■ **EXERCISE OBJECTIVE**
Skip the images and restate every line of the records exactly.

= Beginning of Section =

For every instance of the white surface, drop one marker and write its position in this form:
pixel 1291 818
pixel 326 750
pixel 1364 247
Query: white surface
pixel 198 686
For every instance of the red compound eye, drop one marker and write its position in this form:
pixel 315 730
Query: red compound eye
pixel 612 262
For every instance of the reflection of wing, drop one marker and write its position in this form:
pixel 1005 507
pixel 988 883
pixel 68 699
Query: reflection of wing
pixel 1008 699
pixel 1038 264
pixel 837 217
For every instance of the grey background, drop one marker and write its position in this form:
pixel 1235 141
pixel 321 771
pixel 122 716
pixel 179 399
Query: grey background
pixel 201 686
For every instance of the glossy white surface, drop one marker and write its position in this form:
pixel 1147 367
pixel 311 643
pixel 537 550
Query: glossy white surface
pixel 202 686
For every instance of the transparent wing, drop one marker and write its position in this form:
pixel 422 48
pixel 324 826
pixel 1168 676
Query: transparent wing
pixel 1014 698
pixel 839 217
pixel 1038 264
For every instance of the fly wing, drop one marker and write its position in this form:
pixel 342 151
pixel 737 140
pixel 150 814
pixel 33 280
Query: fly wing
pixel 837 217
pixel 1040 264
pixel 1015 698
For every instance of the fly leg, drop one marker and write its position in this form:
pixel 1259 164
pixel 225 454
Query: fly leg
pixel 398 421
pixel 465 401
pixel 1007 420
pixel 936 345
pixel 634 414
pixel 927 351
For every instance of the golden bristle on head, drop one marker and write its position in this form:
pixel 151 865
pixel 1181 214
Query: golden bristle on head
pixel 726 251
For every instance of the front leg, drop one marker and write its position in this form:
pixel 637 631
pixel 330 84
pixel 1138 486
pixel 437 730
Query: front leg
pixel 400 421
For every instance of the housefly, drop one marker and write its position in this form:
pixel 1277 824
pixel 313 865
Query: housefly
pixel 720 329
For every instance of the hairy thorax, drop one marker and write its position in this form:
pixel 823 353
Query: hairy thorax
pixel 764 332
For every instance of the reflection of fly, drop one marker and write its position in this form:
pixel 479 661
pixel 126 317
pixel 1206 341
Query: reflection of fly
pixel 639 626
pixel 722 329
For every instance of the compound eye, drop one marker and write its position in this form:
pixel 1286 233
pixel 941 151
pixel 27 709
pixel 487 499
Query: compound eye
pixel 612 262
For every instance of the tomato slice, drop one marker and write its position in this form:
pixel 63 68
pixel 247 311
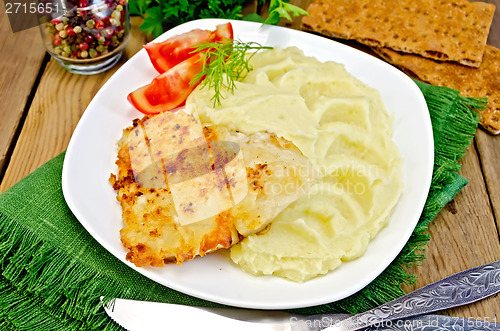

= End of Section =

■ **RESULT FOR THIS EXERCISE**
For every instance of the white surface, drop one marker and write its position in this form:
pixel 1291 818
pixel 326 750
pixel 1364 247
Query: white surface
pixel 198 686
For every instance of the red compound eye, drop one marker and write its position in this form:
pixel 315 730
Query: red compound eye
pixel 612 262
For every instance of the reflection of wing, drop one marker and write its position in this form:
pixel 1005 507
pixel 988 883
pixel 68 699
Query: reflection of wing
pixel 1008 699
pixel 1038 264
pixel 837 217
For every instance of the grey background, drop one marker and write its position in this form:
pixel 1235 141
pixel 321 771
pixel 122 716
pixel 179 399
Query: grey background
pixel 201 686
For every instance of the glossy white surface, drop one marker and write its position in this form:
pixel 1147 367
pixel 311 643
pixel 537 550
Query: glossy white surface
pixel 202 686
For every instance of the transparent wing, drop one marker and write its position in this form:
pixel 422 48
pixel 324 826
pixel 1168 676
Query: transparent wing
pixel 1014 698
pixel 839 217
pixel 1038 264
For every instance of the fly wing, drop one marker and write its position in this form:
pixel 342 151
pixel 737 140
pixel 150 814
pixel 33 280
Query: fly wing
pixel 837 217
pixel 1040 264
pixel 1015 698
For every instance of the fly leg, drop one marker and write its position in this form:
pixel 1259 164
pixel 225 454
Query: fly leg
pixel 398 421
pixel 465 401
pixel 1007 420
pixel 936 345
pixel 634 414
pixel 927 351
For every instance of the golden bristle on head, drop one marker and write its position in this form:
pixel 151 865
pixel 1181 214
Query: golden bristle on head
pixel 726 251
For every instance of the front leg, drop one marker and write its position in this form:
pixel 637 631
pixel 330 84
pixel 1138 486
pixel 437 730
Query: front leg
pixel 400 421
For every instance of the housefly, drop one marker and write its position in this form:
pixel 1277 824
pixel 313 865
Query: housefly
pixel 720 329
For every instance of the hairy thorax, drop one marker and write its position in this form:
pixel 823 353
Query: hairy thorax
pixel 764 332
For every instance of the reflection of fly, drop one marker and write its position in this form:
pixel 479 661
pixel 126 317
pixel 1206 341
Query: reflection of fly
pixel 639 626
pixel 722 329
For every instance of the compound eye, drop one marker and write its position in this form:
pixel 1286 233
pixel 941 151
pixel 27 709
pixel 487 499
Query: compound eye
pixel 612 262
For every instance of the tomato slice, drop one marker and write its position in this form:
pixel 63 68
pixel 247 311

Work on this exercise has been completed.